:: DESCRIPTION OF THE TASK ::
Pull out the lines of the records from the very first one through the line containing "Query: park background", copying each word for word. Stop after that line.

:: EXERCISE DATA ::

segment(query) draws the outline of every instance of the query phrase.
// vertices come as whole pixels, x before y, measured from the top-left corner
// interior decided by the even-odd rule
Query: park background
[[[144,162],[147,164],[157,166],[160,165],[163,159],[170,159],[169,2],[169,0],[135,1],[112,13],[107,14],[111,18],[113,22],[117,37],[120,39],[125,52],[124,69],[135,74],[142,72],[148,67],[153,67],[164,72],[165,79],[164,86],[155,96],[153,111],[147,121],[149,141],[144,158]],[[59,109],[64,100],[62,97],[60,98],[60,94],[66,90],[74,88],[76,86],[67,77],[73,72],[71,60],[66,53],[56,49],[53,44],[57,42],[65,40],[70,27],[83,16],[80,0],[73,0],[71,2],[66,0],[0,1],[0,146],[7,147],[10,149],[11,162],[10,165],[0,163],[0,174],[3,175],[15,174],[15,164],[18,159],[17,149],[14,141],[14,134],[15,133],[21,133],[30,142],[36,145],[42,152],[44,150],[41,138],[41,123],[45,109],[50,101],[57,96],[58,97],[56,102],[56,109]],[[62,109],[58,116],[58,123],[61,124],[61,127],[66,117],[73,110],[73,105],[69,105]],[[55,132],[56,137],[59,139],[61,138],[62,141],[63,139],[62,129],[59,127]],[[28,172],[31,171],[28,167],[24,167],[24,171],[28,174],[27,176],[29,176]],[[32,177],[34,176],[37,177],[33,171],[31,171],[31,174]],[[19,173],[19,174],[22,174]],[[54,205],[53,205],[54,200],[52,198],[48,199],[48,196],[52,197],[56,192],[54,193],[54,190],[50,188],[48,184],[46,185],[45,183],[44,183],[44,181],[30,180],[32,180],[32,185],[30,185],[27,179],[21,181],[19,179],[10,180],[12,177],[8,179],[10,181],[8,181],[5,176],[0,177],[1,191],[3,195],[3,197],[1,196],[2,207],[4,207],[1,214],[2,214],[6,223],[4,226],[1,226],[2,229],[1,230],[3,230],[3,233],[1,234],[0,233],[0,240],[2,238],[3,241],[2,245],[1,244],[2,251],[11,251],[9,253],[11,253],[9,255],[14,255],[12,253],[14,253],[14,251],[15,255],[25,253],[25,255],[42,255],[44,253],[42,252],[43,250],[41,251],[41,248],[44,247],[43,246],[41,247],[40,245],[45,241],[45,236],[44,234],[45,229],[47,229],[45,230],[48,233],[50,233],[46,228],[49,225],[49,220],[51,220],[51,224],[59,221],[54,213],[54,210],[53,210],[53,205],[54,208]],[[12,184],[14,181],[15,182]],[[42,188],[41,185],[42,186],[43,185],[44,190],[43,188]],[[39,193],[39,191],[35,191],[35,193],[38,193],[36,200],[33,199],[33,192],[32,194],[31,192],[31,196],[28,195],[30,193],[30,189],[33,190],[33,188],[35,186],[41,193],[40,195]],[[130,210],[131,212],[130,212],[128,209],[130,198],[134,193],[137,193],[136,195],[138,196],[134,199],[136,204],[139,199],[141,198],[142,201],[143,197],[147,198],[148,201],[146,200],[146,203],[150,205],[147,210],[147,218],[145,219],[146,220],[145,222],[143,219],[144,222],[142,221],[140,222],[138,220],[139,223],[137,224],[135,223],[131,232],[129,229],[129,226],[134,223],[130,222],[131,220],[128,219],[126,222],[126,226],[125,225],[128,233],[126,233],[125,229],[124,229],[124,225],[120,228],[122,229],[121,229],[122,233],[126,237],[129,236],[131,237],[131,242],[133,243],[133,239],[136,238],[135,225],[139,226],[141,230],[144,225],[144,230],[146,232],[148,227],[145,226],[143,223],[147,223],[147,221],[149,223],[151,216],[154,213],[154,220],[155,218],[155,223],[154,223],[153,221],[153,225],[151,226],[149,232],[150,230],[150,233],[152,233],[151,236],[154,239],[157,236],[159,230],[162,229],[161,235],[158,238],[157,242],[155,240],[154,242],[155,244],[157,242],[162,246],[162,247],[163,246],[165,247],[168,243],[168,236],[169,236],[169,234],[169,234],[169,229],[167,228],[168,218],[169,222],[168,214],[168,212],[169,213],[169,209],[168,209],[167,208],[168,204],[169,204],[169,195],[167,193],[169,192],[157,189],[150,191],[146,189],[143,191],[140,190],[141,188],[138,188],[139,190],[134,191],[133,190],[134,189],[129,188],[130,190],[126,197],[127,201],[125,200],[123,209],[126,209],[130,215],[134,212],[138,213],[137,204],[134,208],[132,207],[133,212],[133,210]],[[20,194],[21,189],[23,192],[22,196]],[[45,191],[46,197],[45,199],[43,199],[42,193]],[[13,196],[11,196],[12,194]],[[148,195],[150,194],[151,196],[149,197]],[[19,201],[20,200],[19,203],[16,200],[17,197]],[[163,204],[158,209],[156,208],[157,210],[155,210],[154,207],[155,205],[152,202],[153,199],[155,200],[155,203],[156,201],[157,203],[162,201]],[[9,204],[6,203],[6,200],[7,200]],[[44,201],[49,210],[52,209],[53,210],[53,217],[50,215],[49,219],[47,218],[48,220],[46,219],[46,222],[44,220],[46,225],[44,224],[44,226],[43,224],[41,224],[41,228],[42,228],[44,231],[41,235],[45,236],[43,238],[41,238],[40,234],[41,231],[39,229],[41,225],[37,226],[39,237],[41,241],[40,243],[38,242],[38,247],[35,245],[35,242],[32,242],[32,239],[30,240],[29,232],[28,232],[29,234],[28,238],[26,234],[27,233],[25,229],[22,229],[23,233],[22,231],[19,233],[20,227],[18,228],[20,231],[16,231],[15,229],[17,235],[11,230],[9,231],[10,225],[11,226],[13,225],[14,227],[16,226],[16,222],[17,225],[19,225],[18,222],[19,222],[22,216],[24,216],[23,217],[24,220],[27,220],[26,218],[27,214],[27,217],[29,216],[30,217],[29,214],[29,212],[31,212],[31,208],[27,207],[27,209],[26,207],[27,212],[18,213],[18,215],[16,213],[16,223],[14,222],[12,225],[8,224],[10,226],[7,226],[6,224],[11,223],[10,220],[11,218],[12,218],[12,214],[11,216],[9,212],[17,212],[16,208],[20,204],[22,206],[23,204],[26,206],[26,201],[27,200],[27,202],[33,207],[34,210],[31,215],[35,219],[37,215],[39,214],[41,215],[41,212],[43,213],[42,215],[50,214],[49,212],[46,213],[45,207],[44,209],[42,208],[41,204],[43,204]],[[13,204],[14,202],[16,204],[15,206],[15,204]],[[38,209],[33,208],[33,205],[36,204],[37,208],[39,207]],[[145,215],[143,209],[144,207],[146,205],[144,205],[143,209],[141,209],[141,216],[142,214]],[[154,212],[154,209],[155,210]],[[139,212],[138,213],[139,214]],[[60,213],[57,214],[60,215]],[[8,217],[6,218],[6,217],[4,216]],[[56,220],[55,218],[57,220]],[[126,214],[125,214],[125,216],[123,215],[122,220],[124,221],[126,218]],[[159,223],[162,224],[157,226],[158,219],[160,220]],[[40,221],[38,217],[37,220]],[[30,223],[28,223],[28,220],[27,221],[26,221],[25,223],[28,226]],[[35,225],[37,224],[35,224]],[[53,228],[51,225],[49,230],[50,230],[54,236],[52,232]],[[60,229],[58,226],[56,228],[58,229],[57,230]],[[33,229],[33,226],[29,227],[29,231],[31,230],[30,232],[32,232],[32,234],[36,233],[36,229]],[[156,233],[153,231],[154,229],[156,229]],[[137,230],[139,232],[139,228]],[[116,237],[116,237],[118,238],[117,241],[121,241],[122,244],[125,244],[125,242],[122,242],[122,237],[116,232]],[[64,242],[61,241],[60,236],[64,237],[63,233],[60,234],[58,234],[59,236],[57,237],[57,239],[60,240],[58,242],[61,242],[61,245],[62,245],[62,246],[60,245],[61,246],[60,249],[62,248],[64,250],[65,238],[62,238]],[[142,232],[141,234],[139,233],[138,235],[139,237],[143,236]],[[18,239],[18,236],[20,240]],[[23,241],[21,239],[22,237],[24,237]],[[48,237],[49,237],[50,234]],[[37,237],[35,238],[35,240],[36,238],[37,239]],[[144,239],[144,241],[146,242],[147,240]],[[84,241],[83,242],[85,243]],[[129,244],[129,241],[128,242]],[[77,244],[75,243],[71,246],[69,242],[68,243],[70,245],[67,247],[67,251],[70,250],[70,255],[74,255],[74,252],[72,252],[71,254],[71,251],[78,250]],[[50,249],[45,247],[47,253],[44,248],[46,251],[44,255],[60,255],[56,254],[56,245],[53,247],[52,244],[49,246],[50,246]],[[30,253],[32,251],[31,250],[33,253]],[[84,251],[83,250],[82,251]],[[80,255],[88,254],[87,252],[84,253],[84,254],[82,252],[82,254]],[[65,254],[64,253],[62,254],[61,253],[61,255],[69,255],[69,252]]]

:: OUTPUT BELOW ::
segment(query) draws the outline of every instance of the query phrase.
// vertices come as whole pixels, x before y, measured from the top-left corner
// interior decided by the even-odd rule
Query: park background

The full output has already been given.